» Exercise task:
Set out every line of the rows below as a numbered list, omitting blank lines and leaving out the pictures.

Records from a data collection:
####################

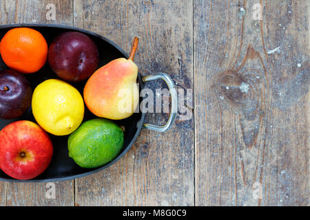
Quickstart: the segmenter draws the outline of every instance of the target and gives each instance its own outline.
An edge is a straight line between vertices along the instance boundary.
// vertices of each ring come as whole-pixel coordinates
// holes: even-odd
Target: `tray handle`
[[[168,86],[171,94],[171,111],[168,120],[164,125],[154,125],[149,123],[144,123],[143,127],[152,131],[165,132],[171,129],[176,120],[176,113],[178,112],[178,95],[172,79],[166,74],[158,73],[156,75],[147,76],[142,78],[143,82],[161,79],[164,80]]]

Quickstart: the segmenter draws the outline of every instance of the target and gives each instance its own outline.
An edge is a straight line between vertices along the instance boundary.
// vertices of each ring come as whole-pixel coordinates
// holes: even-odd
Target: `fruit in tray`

####################

» Reply to the exercise:
1. Quickstart: the segmenter draws the outline of every instance of the target and gives each instance its own outline.
2. An edge is a straight line between vertices along the instance boundary.
3. // vertices of each ring come as whole-pixel coordinates
4. // holes: even-odd
5. Target: `tray handle`
6. [[[168,86],[171,94],[171,111],[168,120],[164,125],[154,125],[149,123],[144,123],[143,127],[152,131],[165,132],[171,129],[176,120],[176,113],[178,112],[178,95],[172,79],[166,74],[158,73],[156,75],[147,76],[142,78],[143,82],[161,79],[164,80]]]
7. Quickstart: the segmenter draws the outline of every instance of the target and gives each instance its own outline.
8. An edge is a straight line between vertices along the instance boundary.
9. // vertices of each ring come as whole-pixel coordinates
10. // holes: even-odd
11. Target: `fruit in tray`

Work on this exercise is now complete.